*** Opening GIVEN DATA ***

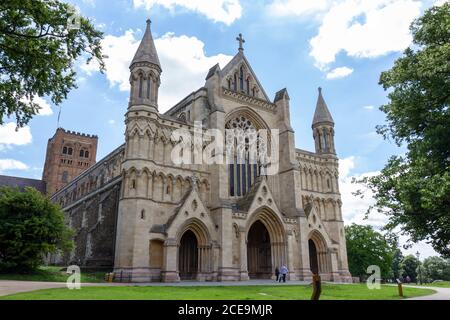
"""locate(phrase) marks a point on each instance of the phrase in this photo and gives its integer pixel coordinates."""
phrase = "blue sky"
(342, 46)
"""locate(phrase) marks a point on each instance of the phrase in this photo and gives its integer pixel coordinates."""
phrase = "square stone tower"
(68, 154)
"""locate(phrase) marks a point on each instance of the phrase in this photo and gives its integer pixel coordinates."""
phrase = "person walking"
(284, 270)
(277, 274)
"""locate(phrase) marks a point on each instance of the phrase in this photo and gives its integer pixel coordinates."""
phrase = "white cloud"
(338, 73)
(298, 8)
(45, 108)
(182, 58)
(11, 164)
(354, 208)
(364, 29)
(9, 136)
(226, 11)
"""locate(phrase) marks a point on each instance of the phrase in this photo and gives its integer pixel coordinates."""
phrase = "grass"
(438, 284)
(278, 292)
(52, 274)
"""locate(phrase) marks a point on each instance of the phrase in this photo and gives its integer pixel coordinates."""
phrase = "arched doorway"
(188, 256)
(313, 260)
(259, 257)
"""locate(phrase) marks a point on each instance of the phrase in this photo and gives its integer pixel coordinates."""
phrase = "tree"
(366, 247)
(413, 190)
(31, 226)
(409, 267)
(37, 54)
(437, 268)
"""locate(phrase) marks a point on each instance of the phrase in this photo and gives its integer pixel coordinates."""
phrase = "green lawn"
(439, 284)
(52, 274)
(277, 292)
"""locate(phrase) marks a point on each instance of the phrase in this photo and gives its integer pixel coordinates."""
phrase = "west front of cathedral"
(148, 219)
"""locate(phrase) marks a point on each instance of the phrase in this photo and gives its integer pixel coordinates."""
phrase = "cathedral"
(148, 218)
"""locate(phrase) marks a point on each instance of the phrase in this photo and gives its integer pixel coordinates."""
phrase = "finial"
(241, 42)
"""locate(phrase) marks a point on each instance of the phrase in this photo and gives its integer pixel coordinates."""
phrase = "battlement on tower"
(80, 134)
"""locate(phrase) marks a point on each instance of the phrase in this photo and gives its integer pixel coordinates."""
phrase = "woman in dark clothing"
(277, 274)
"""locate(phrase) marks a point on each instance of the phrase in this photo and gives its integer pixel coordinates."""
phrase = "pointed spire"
(147, 50)
(322, 113)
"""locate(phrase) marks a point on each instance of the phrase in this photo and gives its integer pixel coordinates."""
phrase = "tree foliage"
(30, 227)
(37, 54)
(366, 247)
(437, 268)
(413, 190)
(409, 267)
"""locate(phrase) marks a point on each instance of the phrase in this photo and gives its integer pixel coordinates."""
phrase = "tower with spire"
(165, 216)
(145, 76)
(323, 127)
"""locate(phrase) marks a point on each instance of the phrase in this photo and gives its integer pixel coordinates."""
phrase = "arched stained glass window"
(241, 78)
(243, 169)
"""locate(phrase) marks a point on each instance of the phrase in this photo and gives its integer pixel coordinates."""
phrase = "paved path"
(12, 286)
(8, 287)
(441, 293)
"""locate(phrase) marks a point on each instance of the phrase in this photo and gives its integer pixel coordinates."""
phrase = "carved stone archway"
(266, 228)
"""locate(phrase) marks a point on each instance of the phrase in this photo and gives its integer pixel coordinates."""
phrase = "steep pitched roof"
(237, 59)
(281, 95)
(21, 183)
(322, 114)
(147, 50)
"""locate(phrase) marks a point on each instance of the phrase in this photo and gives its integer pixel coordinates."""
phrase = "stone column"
(304, 270)
(243, 250)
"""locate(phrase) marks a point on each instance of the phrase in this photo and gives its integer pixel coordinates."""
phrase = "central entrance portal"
(188, 256)
(259, 252)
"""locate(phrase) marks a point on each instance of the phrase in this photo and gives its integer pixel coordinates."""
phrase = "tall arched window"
(149, 87)
(141, 79)
(244, 168)
(325, 139)
(241, 78)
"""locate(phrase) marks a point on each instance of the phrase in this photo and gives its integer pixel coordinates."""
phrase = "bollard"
(400, 288)
(317, 287)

*** Closing GIVEN DATA ***

WORK TASK => Repeat the records above exactly, without pictures.

EXERCISE OUTPUT =>
"""locate(phrase) marks a point on each instance of the phrase in this photo and gives its integer pixel coordinates."""
phrase = "blue sky"
(342, 46)
"""locate(phrase) marks a point on each instance of the phrase in this photo and gives its integer pixel coordinates."""
phrase = "square stone tower"
(68, 154)
"""locate(phrase) marks a point on each instance of the phrase in this photo and gives its integer pixel coordinates."""
phrase = "person walking"
(284, 270)
(277, 274)
"""locate(phrase) marks a point on each instance of the phrase in this photo and gives its integer pixel coordinates."""
phrase = "white cloud"
(338, 73)
(298, 8)
(45, 108)
(182, 58)
(11, 164)
(354, 208)
(364, 29)
(9, 136)
(226, 11)
"""locate(phrase) marks a point on each instance of the phrase in this photo and gives its integer pixel coordinates."""
phrase = "grass"
(438, 284)
(278, 292)
(52, 274)
"""locate(phrase) marks a point on each instance of the phrase in this photo and gives its integer pixel coordinates."""
phrase = "arched doorway"
(188, 256)
(313, 260)
(259, 257)
"""locate(phrase) marks a point on each instance of the phrase in this photo and gives its integer pixel coordinates."""
phrase = "tree"
(366, 247)
(413, 190)
(31, 226)
(409, 267)
(37, 54)
(437, 268)
"""locate(phrase) marks a point on each instance of the phrase in this photo and gives its integer pixel coordinates."""
phrase = "green lawn"
(439, 284)
(52, 274)
(277, 292)
"""locate(phrase) marks a point on each instance of the phrase in this photo and gives its integer pixel coordinates."""
phrase = "west front of cathedral"
(148, 219)
"""locate(phrase) marks a point on each instance of the phrase in this photo and gives its integer pixel coordinates."""
phrase = "cathedral"
(148, 218)
"""locate(phrase) marks a point on each instance of the phrase in this photo and gives its integer pixel coordinates."""
phrase = "finial"
(241, 42)
"""locate(phrase) marks a point on each instance of the phrase in this photo and gives its integer pixel coordinates."""
phrase = "battlement on tower"
(80, 134)
"""locate(phrase) marks a point on each instance of the phrase in this photo and gives its integer pixel coordinates."""
phrase = "woman in dark clothing"
(277, 274)
"""locate(phrase) marks a point on each instance of the phrase in this photo and gives its integer pixel coordinates."""
phrase = "pointed spire"
(147, 50)
(322, 113)
"""locate(phrase) marks a point on each instance of the phrase in this photo and gives its integer pixel coordinates."""
phrase = "tree foliage"
(30, 227)
(37, 54)
(366, 247)
(437, 268)
(413, 190)
(409, 267)
"""locate(phrase) marks a point on each instance of the phrase in this photo and gives its integer pixel coordinates."""
phrase = "tower with spire"
(165, 216)
(145, 76)
(323, 127)
"""locate(phrase) marks a point on each instance of the phrase in this photo and gives its integer pixel coordinates."""
phrase = "arched stained glass window"
(241, 78)
(243, 169)
"""locate(phrase) marks a point on each instance of the phrase in this photo and gives its integer pixel coordinates."""
phrase = "paved path"
(12, 286)
(8, 287)
(441, 293)
"""locate(phrase) marks a point on each instance of the phrase in this photo and gives its integer pixel coordinates."""
phrase = "carved stone archway"
(266, 228)
"""locate(phrase) marks a point on each instance of the phrase in this photo and gives its integer pixel coordinates."""
phrase = "steep pitched roof"
(237, 59)
(281, 95)
(21, 183)
(322, 114)
(147, 50)
"""locate(phrase) marks a point on each instance of the phrase in this photo and gives its integer pixel coordinates."""
phrase = "stone column"
(304, 270)
(243, 250)
"""locate(phrase) marks a point on each instance of the phrase in this photo and gives its integer pixel coordinates."""
phrase = "central entrance portal"
(188, 256)
(259, 252)
"""locate(phrase) marks a point on each instance of the phrase in this photo and gives its integer pixel coordinates."""
phrase = "tall arched window"
(149, 87)
(141, 79)
(244, 168)
(325, 139)
(241, 78)
"""locate(phrase) marks a point on each instance of the phrase in this photo and gives its integer pixel coordinates."""
phrase = "bollard"
(400, 288)
(317, 287)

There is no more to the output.